(Information supplied)
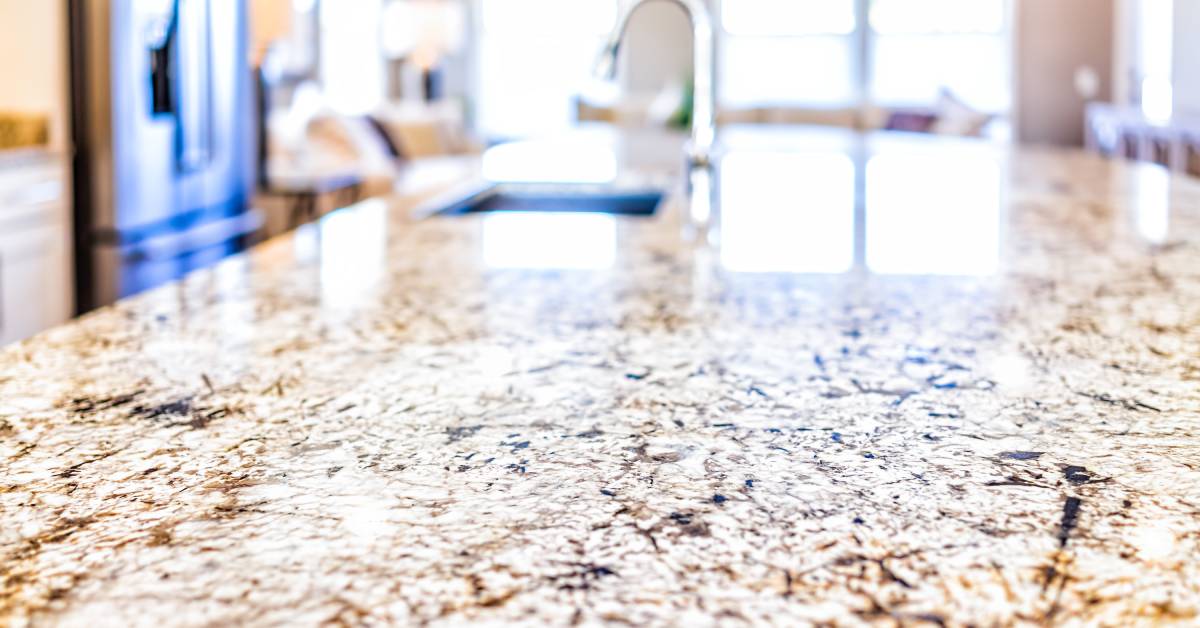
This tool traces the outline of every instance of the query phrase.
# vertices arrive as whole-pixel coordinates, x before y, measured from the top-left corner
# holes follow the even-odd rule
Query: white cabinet
[[[0,345],[71,317],[62,174],[56,161],[0,163]]]
[[[70,272],[60,229],[0,242],[0,344],[15,342],[70,318],[61,280]]]

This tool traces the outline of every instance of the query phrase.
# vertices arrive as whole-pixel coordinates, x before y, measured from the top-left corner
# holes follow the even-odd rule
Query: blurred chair
[[[1200,177],[1200,132],[1188,134],[1184,141],[1187,147],[1184,170],[1192,176]]]
[[[1200,176],[1200,119],[1156,120],[1137,108],[1092,103],[1085,130],[1084,145],[1091,152]]]

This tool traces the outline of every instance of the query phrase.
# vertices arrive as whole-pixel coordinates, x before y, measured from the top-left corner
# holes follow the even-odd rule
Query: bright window
[[[1171,71],[1175,7],[1172,0],[1141,0],[1136,10],[1142,112],[1148,118],[1166,120],[1174,104]]]
[[[971,106],[1009,107],[1004,0],[873,0],[871,99],[935,102],[943,89]]]
[[[949,90],[972,107],[1009,106],[1008,45],[993,35],[885,35],[871,56],[871,100],[881,105],[929,105]]]
[[[320,3],[321,83],[329,105],[342,113],[365,113],[383,102],[382,14],[381,0]]]
[[[721,103],[852,103],[858,93],[854,6],[855,0],[722,2]]]
[[[721,7],[726,32],[744,36],[849,35],[854,0],[734,0]]]
[[[721,54],[721,105],[851,105],[858,93],[854,57],[846,36],[729,37]]]
[[[1005,29],[1004,0],[872,0],[871,30],[881,35],[986,33]]]
[[[570,127],[616,3],[481,0],[479,11],[480,129],[505,138]]]
[[[1011,0],[711,2],[722,107],[921,107],[943,90],[990,113],[1010,107]],[[617,1],[477,6],[480,129],[517,138],[572,126]]]
[[[721,14],[725,106],[922,106],[950,90],[1009,107],[1007,0],[722,0]]]

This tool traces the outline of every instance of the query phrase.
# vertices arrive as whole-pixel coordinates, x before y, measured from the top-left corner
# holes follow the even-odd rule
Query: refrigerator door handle
[[[161,38],[150,48],[150,111],[156,116],[178,113],[174,54],[178,33],[179,1],[175,0]]]
[[[176,113],[180,173],[200,172],[213,162],[212,15],[210,0],[175,0],[180,35],[181,107]]]
[[[209,0],[173,0],[166,32],[150,49],[151,111],[175,118],[181,174],[213,161],[212,23]]]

(What the exercise asks) Could you repeat all of the entries exactly, without the pictures?

(Result for this exercise)
This tool traces the outline of every instance of the query phrase.
# vertices arrive as whole-pixel coordinates, x before y, measured from the top-left corner
# holes follow the even-odd rule
Query: white cabinet
[[[0,345],[71,317],[62,174],[56,161],[0,163]]]
[[[70,272],[60,229],[0,242],[0,344],[15,342],[70,318],[61,280]]]

This tool traces the outline of every instance of the query phrase.
# vertices arrive as whole-pixel coordinates, x before y, measured from the top-left corner
# holes follow the even-odd rule
Query: blurred chair
[[[1200,177],[1200,132],[1188,134],[1184,141],[1187,147],[1184,170],[1192,176]]]
[[[1200,176],[1200,119],[1156,120],[1137,108],[1092,103],[1085,130],[1084,145],[1091,152]]]

This tool traces the outline of every instance of the query phrase.
# vertices arrive as whole-pixel coordinates, x before y, measured from the top-left corner
# holes follow the even-odd rule
Query: bright window
[[[1171,71],[1175,7],[1172,0],[1141,0],[1136,10],[1142,112],[1148,118],[1166,120],[1174,104]]]
[[[971,106],[1009,107],[1004,0],[873,0],[871,99],[935,102],[943,89]]]
[[[949,90],[972,107],[1009,106],[1008,45],[993,35],[885,35],[871,56],[871,100],[881,105],[929,105]]]
[[[320,3],[321,83],[329,105],[342,113],[365,113],[383,102],[382,14],[381,0]]]
[[[721,103],[852,103],[858,93],[854,6],[855,0],[722,2]]]
[[[721,7],[726,32],[744,36],[849,35],[854,0],[734,0]]]
[[[721,54],[721,105],[851,105],[858,93],[854,57],[846,36],[729,37]]]
[[[1005,29],[1004,0],[872,0],[871,30],[881,35],[986,33]]]
[[[570,127],[616,3],[481,0],[479,11],[480,129],[505,138]]]
[[[1011,0],[711,2],[722,107],[921,107],[943,90],[990,113],[1010,107]],[[617,1],[477,6],[480,129],[517,138],[572,126]]]
[[[721,14],[725,106],[922,106],[950,90],[1009,107],[1007,0],[722,0]]]

This tool traces the outline of every instance of the query phrase.
# vertices arrive as whole-pixel coordinates, x before y, measured from the top-left corner
# holes follow the even-odd rule
Query: refrigerator door handle
[[[161,38],[150,48],[150,111],[156,116],[178,113],[174,54],[178,33],[179,1],[175,0]]]
[[[176,113],[180,173],[200,172],[213,162],[212,15],[210,0],[175,0],[180,35],[181,107]]]
[[[209,0],[173,0],[166,32],[150,49],[151,111],[175,118],[181,174],[213,161],[212,23]]]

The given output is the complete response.